───── READING TEXT

Water management in coastal Bangladesh: Putting together the pieces

13 Jul

I was in coastal Bangladesh for the last few days with a group of researchers and practitioners who care deeply about water management issues in the region. I happen to be one of them. My research looks into issues of community participation in water management.

But why is water management even an issue? With a rainfall of 1500 to 3000 mm, Bangladesh is one of most the water abundant countries in the world. My first thoughts were, surely with such high rainfall, there can’t be many water related problems in Bangladesh? And even if there are, it should be fairly easy to solve them. Unfortunately, wrong on both counts! High rainfall notwithstanding, our study area in coastal Bangladesh faces several water challenges. For one, much of coastal Bangladesh is a part of an active delta and highly influenced by tidal surges and salinity intrusion. So, in non-rainy months, availability of fresh water is scarce and management of brackish waters is a critical issue. Second, relatively flat terrain, clayey soils and high rainfall leads to severe water logging, inundation and siltation of internal drainage channels. These are also most densely populated and poverty stricken parts of the world and that’s what makes water management challenges here even more critical.

──────────
───── RECORD SET

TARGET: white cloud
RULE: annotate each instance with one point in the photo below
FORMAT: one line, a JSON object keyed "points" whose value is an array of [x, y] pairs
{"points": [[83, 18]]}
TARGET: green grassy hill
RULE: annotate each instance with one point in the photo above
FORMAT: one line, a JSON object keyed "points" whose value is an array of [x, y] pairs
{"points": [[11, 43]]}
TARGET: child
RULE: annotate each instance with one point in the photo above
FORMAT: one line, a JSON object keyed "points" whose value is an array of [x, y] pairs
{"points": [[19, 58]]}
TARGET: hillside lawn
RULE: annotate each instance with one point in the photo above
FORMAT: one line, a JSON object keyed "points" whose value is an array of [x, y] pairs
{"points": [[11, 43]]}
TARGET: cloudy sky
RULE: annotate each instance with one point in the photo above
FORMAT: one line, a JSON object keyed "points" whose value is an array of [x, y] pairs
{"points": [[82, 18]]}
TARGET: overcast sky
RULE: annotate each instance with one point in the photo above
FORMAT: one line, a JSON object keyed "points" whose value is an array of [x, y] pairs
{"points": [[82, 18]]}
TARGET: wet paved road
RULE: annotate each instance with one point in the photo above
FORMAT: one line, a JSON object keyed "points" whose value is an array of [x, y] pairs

──────────

- _TO BE DONE_:
**a.** According to the water management text, what range of rainfall does Bangladesh receive?
**b.** Echo the passage of the water management text starting at "Water management in" and ending at "in water management.".
Rely only on the water management text for your answers.

- _RESULTS FOR THE EXERCISE_:
**a.** 1500 to 3000 mm

**b.**
Water management in coastal Bangladesh: Putting together the pieces

13 Jul

I was in coastal Bangladesh for the last few days with a group of researchers and practitioners who care deeply about water management issues in the region. I happen to be one of them. My research looks into issues of community participation in water management.